TASK SET:
[1] According to the research profile on constitutional accommodation of Māori, at which university did Claire Charters undertake her PhD?
[2] Write what follows the last sentence of the research profile on constitutional accommodation of Māori.

University of Auckland, Faculty of Law

Constitutional Transformation to Accommodate Maori in Aotearoa/New Zealand: Lessons from Around the Globe

 

Biography

Dr Claire Charters (Ngāti Whakaue, Tūwharetoa, Ngā Puhi, Tainui) is an Associate Professor at the University of Auckland Faculty of Law, specialising in Indigenous peoples’ rights in international and constitutional law. She studied at the University of Otago and at New York University as a Fulbright Graduate Scholar, before undertaking a PhD at the University of Cambridge. Her thesis focused on the legitimacy of Indigenous peoples’ norms under international law. She has published and spoken widely on the UN Declaration on the Rights of Indigenous Peoples, comparative indigenous constitutional rights in New Zealand, Canada and the United States, and tino rangatiratanga and tikanga Māori in New Zealand. She combines her research with advocacy for Indigenous rights nationally and internationally. She has represented her iwi in treaty negotiations and worked in the UN Office of the High Commissioner for Human Rights. In addition, she was recently an advisor to the President of the UN General Assembly on enhancing indigenous people’s participation at the United Nations.

 

Research summary

In Aotearoa/New Zealand, calls for greater constitutional accommodation of Māori have been persistent since 1840. Justifications include concerns about the legitimacy of the New Zealand state, the puzzle of reconciling state jurisdiction with recognition of Māori authority, the need to ensure equality between Māori and non-Māori, and addressing the ongoing impacts of economic, social and cultural marginalization of Māori. The political and legal appetite for constitutional transformation appears to be growing, supported by the government-initiated Constitutional Advisory Panel’s 2013 Report on New Zealand’s Constitution as well as years of flax-roots research on Māori visions for a New Zealand Constitution by Matike Mai Aotearoa. Around the globe, there have also been recent and ongoing attempts to provide greater recognition and accommodation of Indigenous peoples under domestic, and often constitutional, law. Such developments have been inspired and supported by the UN Declaration on the Rights of Indigenous Peoples adopted in 2007, reflecting an appreciation that Indigenous peoples should be accommodated in the constituting laws of the nation state.

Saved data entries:
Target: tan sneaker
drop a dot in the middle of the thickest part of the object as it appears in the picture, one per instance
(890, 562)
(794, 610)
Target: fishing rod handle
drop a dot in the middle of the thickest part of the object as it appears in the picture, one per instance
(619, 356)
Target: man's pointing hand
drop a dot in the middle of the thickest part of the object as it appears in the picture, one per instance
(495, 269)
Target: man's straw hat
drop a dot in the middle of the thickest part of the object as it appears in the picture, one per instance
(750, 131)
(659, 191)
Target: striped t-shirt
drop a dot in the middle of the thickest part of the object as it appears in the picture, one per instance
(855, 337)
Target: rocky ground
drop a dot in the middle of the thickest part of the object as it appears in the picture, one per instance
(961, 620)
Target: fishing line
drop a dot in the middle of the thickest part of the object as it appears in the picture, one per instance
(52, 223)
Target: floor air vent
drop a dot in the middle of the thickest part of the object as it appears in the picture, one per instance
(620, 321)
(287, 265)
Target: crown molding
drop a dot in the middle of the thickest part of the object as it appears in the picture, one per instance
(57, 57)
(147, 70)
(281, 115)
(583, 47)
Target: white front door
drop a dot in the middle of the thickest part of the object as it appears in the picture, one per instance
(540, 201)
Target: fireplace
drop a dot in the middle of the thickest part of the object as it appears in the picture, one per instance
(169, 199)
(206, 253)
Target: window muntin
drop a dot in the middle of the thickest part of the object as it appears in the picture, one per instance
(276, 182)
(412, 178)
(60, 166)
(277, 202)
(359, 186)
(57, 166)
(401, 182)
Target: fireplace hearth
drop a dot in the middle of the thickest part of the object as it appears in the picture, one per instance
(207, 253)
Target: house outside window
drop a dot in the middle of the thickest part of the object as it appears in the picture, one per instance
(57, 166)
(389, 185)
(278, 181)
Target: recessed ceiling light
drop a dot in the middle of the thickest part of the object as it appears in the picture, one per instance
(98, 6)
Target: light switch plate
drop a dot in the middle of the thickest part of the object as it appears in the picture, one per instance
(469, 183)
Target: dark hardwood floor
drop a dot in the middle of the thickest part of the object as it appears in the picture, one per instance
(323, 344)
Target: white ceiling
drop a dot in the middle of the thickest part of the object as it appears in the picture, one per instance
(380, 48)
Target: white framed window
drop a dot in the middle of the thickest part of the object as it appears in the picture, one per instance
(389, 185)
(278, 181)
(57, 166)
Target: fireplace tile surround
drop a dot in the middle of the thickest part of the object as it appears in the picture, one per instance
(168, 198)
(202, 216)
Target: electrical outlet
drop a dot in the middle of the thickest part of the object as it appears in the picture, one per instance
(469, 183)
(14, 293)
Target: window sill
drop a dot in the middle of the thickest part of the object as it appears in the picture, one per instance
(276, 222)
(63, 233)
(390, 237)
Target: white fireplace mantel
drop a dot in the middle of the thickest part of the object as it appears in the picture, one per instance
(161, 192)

RESPONSE LIST:
[1] The University of Cambridge.

[2]
However, states and Indigenous peoples continue to face questions about the “how”. What might be the best means to accommodate Indigenous peoples’ claims and rights? What options are on the table? What works? How do we move from broad and principled objective to practical and effective legal tools? How might a constitution fairly balance Indigenous peoples’ rights and non-Indigenous peoples’ rights? In this Fellowship, Associate Charters will evaluate various existing and proposed methods of constitutionally recognizing and accommodating Indigenous peoples’ rights around the globe, with the aim of informing potential reform in Aotearoa. Drawing on case studies from as far apart as Bolivia, Mexico and Canada, Australia and the Pacific, and Norway, Finland and Sweden, she will focus on the recognition of Indigenous jurisdiction and autonomy, protection of treaty and aboriginal rights, rights to lands, rights to culture and access to political power. She hopes to provide pragmatic recommendations that will lead to better constitutional recognition of Indigenous peoples in New Zealand and internationally.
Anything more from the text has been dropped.